** Job **
Locate each line in the data below that contains the word "light", and copy those lines.

Coordinate annotation records
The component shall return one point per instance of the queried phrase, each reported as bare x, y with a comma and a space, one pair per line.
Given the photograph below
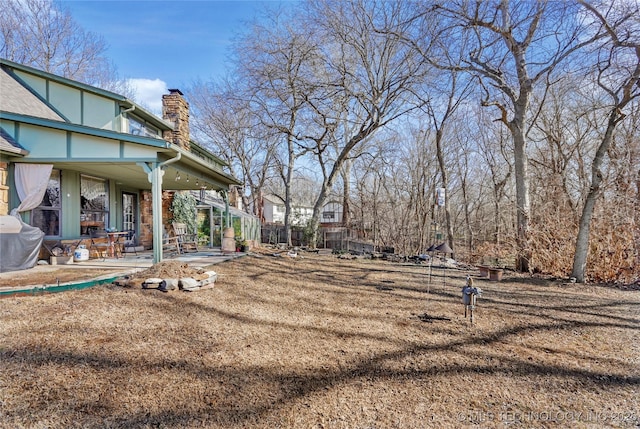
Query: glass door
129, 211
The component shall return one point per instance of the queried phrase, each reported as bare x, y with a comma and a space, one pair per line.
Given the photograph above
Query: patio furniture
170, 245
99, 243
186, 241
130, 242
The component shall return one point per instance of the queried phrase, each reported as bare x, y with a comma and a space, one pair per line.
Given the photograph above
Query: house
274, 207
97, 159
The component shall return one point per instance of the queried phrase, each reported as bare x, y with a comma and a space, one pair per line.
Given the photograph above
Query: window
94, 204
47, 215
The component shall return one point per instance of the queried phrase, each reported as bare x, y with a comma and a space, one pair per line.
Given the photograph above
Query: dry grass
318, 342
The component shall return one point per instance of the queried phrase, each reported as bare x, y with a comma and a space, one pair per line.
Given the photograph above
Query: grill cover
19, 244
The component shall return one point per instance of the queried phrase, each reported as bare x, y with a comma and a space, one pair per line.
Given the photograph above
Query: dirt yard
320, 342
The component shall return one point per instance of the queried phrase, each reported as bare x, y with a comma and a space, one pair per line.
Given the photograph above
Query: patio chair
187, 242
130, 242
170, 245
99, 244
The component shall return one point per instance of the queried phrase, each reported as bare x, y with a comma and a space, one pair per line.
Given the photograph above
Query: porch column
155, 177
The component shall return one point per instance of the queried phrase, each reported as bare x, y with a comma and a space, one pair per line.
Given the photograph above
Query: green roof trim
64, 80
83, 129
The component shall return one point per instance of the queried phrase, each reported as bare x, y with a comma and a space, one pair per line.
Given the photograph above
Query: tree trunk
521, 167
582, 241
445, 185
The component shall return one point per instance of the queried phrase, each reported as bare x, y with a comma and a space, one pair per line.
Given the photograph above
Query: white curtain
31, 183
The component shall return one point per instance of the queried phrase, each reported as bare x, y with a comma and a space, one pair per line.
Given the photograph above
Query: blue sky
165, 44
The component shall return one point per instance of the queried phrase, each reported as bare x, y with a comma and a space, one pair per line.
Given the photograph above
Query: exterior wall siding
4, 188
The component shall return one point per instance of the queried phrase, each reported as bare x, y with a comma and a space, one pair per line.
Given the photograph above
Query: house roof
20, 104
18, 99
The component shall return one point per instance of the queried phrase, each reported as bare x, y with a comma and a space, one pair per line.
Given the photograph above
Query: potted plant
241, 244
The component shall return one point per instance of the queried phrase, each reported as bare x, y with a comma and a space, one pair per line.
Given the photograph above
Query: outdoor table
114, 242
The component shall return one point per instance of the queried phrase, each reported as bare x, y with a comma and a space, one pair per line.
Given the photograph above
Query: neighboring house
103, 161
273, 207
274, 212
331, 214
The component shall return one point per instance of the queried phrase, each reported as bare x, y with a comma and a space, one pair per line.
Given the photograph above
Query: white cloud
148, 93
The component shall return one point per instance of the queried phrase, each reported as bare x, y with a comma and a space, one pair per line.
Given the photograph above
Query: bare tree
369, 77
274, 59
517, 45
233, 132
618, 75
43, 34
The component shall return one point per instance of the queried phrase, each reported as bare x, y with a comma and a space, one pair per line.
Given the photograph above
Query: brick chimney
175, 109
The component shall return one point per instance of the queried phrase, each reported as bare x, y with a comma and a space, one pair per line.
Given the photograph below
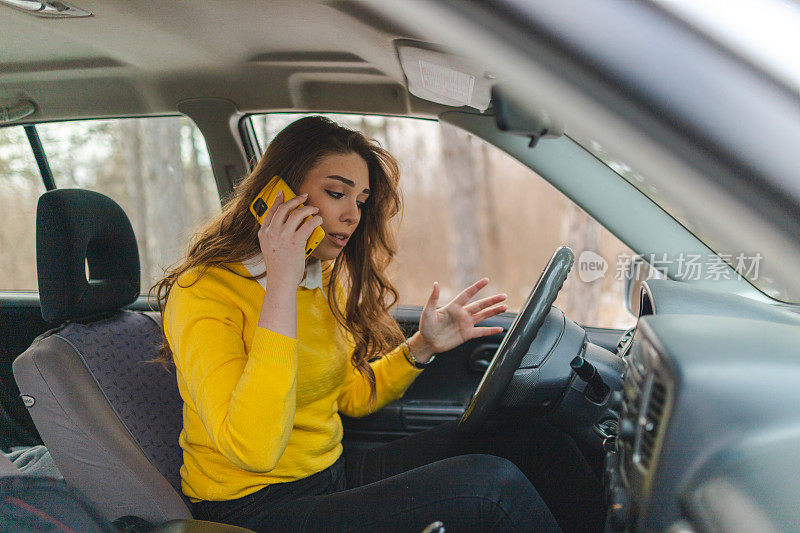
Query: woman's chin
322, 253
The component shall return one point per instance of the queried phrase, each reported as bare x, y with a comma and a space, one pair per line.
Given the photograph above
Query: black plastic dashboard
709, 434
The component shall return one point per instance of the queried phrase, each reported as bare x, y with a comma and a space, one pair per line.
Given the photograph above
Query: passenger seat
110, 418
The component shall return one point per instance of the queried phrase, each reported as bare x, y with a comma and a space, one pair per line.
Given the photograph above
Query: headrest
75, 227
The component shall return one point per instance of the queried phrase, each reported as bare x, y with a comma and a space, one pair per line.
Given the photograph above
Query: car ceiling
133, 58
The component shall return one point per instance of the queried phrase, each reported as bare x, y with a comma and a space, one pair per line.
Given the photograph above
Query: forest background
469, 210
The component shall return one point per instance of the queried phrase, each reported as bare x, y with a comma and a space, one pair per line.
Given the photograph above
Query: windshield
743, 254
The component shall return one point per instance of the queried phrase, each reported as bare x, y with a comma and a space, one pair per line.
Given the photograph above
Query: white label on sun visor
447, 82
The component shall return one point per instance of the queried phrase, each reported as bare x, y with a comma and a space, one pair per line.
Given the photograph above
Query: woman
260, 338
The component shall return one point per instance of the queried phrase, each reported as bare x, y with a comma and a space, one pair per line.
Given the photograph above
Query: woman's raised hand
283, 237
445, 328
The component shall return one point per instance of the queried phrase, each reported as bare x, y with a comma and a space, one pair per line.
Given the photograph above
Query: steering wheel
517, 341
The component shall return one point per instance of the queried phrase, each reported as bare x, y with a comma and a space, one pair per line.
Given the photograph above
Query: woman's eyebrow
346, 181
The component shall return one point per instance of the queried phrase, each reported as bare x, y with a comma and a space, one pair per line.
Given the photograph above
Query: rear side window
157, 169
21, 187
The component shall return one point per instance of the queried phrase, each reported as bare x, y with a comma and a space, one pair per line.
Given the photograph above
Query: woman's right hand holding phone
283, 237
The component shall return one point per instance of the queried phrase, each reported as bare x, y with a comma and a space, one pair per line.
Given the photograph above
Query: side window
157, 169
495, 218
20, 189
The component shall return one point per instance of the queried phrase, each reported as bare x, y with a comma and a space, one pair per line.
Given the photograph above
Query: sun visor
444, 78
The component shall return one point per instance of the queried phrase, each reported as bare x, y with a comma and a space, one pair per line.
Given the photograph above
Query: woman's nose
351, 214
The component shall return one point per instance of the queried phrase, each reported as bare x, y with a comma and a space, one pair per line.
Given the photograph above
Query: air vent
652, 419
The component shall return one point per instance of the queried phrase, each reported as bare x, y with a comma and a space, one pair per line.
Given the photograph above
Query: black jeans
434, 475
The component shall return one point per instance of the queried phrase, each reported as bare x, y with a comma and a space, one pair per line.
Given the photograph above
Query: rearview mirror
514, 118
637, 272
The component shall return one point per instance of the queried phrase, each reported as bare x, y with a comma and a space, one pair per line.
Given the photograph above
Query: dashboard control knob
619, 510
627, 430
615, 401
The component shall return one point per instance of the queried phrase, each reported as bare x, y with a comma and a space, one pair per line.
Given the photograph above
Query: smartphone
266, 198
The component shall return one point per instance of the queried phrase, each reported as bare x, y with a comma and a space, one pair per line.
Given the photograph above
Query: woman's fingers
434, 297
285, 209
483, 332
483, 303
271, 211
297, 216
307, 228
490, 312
==
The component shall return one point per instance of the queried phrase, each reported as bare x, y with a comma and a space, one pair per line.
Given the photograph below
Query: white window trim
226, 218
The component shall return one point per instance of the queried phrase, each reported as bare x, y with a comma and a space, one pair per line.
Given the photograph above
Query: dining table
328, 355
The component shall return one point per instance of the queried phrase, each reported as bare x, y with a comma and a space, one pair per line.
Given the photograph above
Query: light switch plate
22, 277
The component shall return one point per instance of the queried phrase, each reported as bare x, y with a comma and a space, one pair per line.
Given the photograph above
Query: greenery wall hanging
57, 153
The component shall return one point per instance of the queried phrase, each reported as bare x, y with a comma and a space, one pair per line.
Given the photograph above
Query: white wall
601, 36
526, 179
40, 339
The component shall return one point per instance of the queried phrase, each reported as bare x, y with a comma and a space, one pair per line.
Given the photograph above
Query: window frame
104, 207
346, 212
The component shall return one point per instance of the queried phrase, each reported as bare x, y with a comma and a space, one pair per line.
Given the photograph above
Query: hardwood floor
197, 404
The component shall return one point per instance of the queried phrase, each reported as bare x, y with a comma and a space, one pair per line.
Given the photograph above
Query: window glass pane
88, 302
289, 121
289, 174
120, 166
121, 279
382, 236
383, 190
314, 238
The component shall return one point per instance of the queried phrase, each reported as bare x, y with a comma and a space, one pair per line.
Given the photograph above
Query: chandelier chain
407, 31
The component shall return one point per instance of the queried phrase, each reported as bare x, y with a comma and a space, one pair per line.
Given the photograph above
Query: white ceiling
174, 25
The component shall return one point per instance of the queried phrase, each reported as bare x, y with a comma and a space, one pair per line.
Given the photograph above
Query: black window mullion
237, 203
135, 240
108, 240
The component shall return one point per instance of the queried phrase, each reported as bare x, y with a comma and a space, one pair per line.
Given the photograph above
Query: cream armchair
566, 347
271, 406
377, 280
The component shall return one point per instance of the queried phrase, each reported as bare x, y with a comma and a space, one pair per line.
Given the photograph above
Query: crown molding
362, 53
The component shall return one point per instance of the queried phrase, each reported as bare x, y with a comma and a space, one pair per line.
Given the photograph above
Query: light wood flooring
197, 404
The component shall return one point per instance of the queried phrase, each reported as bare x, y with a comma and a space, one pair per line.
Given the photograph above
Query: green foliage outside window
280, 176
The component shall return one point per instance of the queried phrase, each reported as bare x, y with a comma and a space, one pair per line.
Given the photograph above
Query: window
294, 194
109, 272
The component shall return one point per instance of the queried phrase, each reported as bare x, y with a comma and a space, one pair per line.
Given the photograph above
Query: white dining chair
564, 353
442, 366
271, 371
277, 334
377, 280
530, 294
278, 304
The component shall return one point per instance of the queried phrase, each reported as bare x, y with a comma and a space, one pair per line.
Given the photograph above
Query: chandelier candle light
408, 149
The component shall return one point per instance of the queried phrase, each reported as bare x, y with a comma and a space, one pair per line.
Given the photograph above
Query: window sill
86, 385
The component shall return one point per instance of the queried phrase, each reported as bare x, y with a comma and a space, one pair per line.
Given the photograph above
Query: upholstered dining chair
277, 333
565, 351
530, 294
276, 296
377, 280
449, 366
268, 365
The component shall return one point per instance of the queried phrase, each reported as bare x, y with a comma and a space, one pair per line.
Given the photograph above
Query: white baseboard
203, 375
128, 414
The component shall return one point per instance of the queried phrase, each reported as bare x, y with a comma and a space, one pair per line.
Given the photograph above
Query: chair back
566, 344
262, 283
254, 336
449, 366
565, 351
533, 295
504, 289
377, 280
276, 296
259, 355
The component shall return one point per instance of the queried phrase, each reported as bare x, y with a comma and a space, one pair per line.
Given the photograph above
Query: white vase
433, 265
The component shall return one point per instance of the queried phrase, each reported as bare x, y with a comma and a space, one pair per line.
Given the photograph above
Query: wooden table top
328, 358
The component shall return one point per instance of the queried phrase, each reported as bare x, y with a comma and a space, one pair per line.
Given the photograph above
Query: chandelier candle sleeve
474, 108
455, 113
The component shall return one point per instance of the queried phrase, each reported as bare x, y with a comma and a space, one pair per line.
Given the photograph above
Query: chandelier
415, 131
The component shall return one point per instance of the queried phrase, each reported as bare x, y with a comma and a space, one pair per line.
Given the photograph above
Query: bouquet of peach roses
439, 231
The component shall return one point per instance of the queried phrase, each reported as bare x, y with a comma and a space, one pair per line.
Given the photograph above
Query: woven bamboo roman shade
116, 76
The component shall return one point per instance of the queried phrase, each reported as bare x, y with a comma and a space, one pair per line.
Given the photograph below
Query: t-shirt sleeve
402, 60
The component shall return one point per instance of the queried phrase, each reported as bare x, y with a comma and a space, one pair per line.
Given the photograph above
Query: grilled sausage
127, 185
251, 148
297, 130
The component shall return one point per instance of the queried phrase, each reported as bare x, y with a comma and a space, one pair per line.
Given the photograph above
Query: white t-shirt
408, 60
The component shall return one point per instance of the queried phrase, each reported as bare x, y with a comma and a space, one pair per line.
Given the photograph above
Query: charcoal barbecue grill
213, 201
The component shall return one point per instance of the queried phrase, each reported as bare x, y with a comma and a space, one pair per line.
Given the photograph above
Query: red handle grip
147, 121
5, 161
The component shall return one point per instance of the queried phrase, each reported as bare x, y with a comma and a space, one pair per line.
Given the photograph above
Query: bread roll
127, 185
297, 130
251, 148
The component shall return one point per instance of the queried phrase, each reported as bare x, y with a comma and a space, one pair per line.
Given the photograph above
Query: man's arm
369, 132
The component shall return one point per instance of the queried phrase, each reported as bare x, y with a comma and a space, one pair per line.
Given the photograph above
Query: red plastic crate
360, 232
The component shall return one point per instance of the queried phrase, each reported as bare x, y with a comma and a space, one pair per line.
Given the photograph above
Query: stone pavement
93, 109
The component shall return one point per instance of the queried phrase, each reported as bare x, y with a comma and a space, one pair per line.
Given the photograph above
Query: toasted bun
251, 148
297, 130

** Exercise output **
Query: light switch plate
Query: light wood flooring
Query: chandelier candle light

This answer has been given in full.